» What to produce
Reproduce every one of the items below word for word, line by line.

============

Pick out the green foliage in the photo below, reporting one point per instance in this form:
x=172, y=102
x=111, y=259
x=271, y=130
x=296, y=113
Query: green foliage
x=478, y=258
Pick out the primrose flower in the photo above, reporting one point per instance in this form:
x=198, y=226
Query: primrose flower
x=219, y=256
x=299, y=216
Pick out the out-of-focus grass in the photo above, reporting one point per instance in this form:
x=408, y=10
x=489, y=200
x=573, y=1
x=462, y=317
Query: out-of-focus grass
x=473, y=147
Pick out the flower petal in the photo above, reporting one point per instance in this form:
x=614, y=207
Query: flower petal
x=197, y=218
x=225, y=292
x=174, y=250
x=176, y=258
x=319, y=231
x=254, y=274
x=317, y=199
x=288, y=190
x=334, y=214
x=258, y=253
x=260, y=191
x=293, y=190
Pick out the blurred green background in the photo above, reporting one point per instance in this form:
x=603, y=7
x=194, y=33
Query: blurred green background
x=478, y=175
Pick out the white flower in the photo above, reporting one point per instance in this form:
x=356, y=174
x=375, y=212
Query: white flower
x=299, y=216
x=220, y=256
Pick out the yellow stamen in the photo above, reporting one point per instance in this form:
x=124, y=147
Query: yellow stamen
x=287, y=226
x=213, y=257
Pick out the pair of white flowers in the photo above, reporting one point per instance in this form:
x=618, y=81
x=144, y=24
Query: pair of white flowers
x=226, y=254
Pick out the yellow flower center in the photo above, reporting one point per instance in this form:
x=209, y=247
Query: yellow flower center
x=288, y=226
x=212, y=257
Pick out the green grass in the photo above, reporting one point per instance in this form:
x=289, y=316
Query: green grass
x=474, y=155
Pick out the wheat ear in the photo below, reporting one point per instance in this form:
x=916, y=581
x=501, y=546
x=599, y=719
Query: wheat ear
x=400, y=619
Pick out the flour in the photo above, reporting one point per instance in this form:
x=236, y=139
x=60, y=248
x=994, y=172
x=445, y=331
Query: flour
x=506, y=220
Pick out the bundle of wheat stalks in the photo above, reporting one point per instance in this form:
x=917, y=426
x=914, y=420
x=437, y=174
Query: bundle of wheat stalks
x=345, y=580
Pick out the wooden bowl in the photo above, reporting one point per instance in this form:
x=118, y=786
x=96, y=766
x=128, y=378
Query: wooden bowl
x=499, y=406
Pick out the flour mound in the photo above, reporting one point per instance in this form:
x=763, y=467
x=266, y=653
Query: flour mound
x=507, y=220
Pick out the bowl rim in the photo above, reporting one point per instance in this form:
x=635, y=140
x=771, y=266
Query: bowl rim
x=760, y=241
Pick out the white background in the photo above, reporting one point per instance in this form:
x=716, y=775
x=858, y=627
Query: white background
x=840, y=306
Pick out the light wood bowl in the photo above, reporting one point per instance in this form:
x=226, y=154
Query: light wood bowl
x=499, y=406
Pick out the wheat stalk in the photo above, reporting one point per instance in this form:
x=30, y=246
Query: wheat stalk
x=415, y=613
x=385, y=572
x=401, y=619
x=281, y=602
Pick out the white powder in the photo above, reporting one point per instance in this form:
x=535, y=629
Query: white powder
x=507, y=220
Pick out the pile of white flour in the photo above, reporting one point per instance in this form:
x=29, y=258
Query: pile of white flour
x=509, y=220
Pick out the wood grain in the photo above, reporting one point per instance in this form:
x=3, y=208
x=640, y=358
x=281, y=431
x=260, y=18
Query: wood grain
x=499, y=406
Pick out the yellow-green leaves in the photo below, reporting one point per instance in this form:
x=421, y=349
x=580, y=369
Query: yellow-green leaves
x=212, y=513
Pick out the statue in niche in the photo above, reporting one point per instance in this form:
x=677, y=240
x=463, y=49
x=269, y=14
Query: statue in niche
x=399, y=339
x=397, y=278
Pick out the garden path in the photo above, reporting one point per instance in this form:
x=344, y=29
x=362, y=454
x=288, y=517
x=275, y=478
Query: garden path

============

» Result of the exercise
Pick out the green foliage in the photo below, reporting one point per instance in this form:
x=172, y=102
x=111, y=259
x=271, y=130
x=296, y=113
Query: green foliage
x=478, y=258
Pick out the primrose flower in the photo above, reporting one point per instance in this form:
x=198, y=226
Query: primrose flower
x=219, y=256
x=299, y=216
Pick out the out-of-focus grass in the photo above, reporting one point per instance in this form:
x=408, y=10
x=489, y=200
x=573, y=1
x=462, y=317
Query: out-of-focus grass
x=473, y=147
Pick out the flower petal in the photo above, reporting one point per instance in this form:
x=614, y=207
Query: flower petal
x=197, y=218
x=225, y=292
x=174, y=250
x=176, y=258
x=319, y=231
x=254, y=274
x=317, y=199
x=288, y=190
x=334, y=214
x=258, y=253
x=260, y=191
x=293, y=190
Pick out the blurred green background in the photo above, reporting one point per instance in this form:
x=603, y=7
x=194, y=33
Query: blurred green background
x=478, y=175
Pick out the white flower in the photo above, reporting one point per instance in this form:
x=356, y=174
x=375, y=212
Query: white flower
x=299, y=216
x=220, y=256
Pick out the yellow stamen in the photo above, reporting one point per instance in this form:
x=124, y=147
Query: yellow stamen
x=287, y=226
x=213, y=257
Pick out the pair of white flowers in the photo above, reporting one point per instance in this form:
x=618, y=81
x=144, y=24
Query: pair of white flowers
x=226, y=254
Pick out the yellow flower center in the photo above, reporting one point per instance in this form:
x=209, y=247
Query: yellow flower center
x=288, y=226
x=212, y=257
Pick out the green grass in the photo above, reporting one point per instance in this form:
x=289, y=316
Query: green grass
x=474, y=155
Pick out the wheat ear in the photo below, reporting one point per instance in this form:
x=916, y=581
x=501, y=546
x=599, y=719
Query: wheat ear
x=400, y=619
Pick out the flour in the photo above, reporting one point per instance in this form:
x=236, y=139
x=60, y=248
x=994, y=172
x=445, y=331
Query: flour
x=506, y=220
Pick out the bundle of wheat stalks in the photo above, reporting one point per instance in this form:
x=917, y=426
x=914, y=420
x=437, y=174
Query: bundle of wheat stalks
x=345, y=580
Pick out the wooden bowl in the photo above, reporting one point per instance in this form:
x=118, y=786
x=96, y=766
x=128, y=378
Query: wooden bowl
x=499, y=406
Pick out the flour mound in the photo above, reporting one point per instance in this form:
x=763, y=467
x=266, y=653
Query: flour mound
x=507, y=220
Pick out the bowl rim in the photo above, reporting one point per instance in this form:
x=635, y=140
x=771, y=266
Query: bowl rim
x=760, y=241
Pick out the white background in the photo above, reporting one point per instance in this form:
x=716, y=775
x=858, y=627
Query: white background
x=840, y=306
Pick out the light wood bowl in the photo above, reporting one point per instance in this form:
x=226, y=154
Query: light wood bowl
x=499, y=406
Pick out the wheat stalk in the photo above, reporting one point per instance in this form:
x=30, y=246
Query: wheat stalk
x=415, y=613
x=385, y=572
x=401, y=619
x=281, y=602
Pick out the white powder in the photo above, reporting one point per instance in this form:
x=535, y=629
Query: white powder
x=507, y=220
Pick out the pile of white flour in the photo above, reporting one point per instance in this form:
x=29, y=258
Query: pile of white flour
x=509, y=220
Pick out the wood grain in the photo above, reporting one point per instance in this form:
x=3, y=208
x=640, y=358
x=281, y=431
x=260, y=18
Query: wood grain
x=499, y=406
Pick out the yellow-green leaves in the photo below, reporting one point per instance in this form:
x=421, y=349
x=580, y=369
Query: yellow-green leaves
x=212, y=513
Pick out the statue in niche in the photo above, reporting one point per instance in this form:
x=677, y=240
x=463, y=49
x=269, y=14
Query: statue in niche
x=399, y=339
x=397, y=278
Pick out the garden path in the photo above, reporting one point per instance in this form:
x=344, y=29
x=362, y=454
x=288, y=517
x=275, y=478
Query: garden path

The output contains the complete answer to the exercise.